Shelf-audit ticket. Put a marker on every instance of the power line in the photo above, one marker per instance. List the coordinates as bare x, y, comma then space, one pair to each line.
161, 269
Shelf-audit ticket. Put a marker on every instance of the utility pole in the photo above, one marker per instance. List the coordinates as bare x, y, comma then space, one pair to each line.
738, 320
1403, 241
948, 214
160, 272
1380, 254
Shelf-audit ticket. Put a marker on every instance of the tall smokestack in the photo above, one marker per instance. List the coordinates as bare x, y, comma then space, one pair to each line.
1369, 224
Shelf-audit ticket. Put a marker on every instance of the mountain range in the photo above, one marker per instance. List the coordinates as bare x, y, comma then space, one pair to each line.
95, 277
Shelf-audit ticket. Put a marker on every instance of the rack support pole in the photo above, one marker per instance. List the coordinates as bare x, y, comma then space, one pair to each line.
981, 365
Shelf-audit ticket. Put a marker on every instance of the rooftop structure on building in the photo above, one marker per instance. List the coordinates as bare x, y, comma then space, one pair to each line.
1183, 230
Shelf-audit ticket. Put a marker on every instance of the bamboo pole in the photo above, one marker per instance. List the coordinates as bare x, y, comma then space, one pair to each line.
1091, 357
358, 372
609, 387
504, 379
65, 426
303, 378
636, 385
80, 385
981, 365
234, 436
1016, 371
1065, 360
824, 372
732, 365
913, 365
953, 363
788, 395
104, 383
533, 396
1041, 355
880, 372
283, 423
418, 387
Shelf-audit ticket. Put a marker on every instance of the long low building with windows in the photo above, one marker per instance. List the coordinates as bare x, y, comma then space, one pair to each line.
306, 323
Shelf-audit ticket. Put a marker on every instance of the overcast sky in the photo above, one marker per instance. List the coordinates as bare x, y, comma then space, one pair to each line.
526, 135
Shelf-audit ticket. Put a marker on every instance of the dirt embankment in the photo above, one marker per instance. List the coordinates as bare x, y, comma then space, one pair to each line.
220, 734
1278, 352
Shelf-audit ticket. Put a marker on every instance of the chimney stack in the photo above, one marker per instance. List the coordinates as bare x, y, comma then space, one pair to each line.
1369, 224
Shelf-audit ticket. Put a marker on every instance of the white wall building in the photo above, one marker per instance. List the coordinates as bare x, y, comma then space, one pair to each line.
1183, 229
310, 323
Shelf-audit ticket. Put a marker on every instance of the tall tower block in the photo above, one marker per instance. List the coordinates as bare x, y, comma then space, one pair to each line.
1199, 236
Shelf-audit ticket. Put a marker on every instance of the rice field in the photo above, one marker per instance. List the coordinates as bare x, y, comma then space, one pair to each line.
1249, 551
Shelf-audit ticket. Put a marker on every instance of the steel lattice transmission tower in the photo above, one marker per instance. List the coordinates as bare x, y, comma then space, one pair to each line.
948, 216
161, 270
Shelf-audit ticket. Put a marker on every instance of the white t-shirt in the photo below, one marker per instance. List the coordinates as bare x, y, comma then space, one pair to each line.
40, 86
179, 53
---*---
DO THIS:
Write out the rows above again, from the one containing "the white t-shirt" through the last row, and add 116 to every coordinate in the answers while keeping the other rows unchanged.

RESULT OF THIS EXERCISE:
Shelf-audit ticket. Put a marker on every instance of the white t-shirt in the photo below, one marker per instance. List the coordinates as bare x, y, comma then space, one pair to each line.
156, 202
295, 169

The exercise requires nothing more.